> _RECORDS FOR THIS EXERCISE_

------------

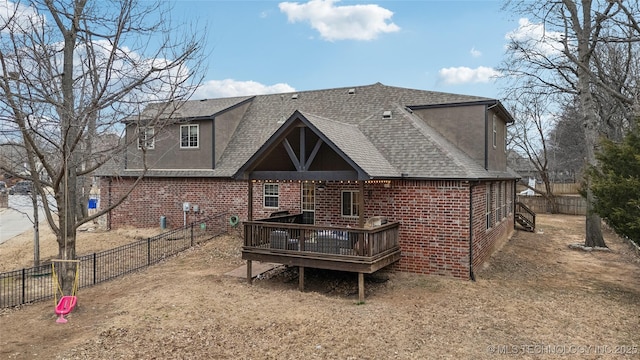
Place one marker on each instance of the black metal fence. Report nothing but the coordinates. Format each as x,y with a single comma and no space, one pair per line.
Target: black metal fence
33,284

------------

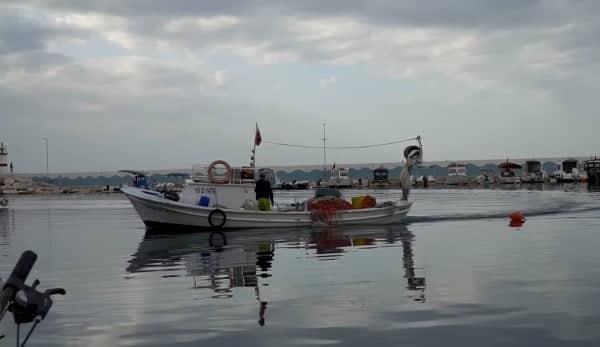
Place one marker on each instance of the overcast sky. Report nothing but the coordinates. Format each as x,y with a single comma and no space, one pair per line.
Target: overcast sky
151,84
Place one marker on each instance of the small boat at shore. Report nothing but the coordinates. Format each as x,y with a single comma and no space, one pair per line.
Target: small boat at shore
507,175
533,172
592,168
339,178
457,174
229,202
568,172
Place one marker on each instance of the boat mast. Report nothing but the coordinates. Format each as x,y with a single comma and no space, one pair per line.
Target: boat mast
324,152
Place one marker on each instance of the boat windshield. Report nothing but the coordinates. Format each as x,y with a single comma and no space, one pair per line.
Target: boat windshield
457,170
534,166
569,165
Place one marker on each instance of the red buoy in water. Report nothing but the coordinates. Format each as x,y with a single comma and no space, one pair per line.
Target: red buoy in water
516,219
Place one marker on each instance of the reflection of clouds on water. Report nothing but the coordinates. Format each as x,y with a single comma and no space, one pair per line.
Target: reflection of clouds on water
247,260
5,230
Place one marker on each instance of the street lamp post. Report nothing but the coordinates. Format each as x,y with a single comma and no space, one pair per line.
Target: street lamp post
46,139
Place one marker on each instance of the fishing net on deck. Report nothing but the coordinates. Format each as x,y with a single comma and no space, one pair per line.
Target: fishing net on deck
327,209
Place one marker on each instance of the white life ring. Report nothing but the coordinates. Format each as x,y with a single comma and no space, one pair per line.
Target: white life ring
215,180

------------

> _EXERCISE_
Collect every line of the entries above that contains the word "ring", and copy each one out in full. Case counts.

> _TASK RESPONSE_
Place one marker on each instance of the white life ring. Report nothing but the coordinates. Format each as x,y with a single comma and no space, one pair per line.
Target: white life ring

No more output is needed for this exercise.